What the exercise asks: Arrange the listing below as a two-column CSV with the headers "request" and "answer" and one row per request. Wrap each field in quotes and turn any line breaks into spaces.

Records
-----

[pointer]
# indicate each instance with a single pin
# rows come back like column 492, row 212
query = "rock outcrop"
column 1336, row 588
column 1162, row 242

-----

The completed task:
request,answer
"[pointer] # indicate each instance with a single pin # rows come back like column 492, row 212 query = ""rock outcrop""","column 1336, row 588 column 1162, row 242"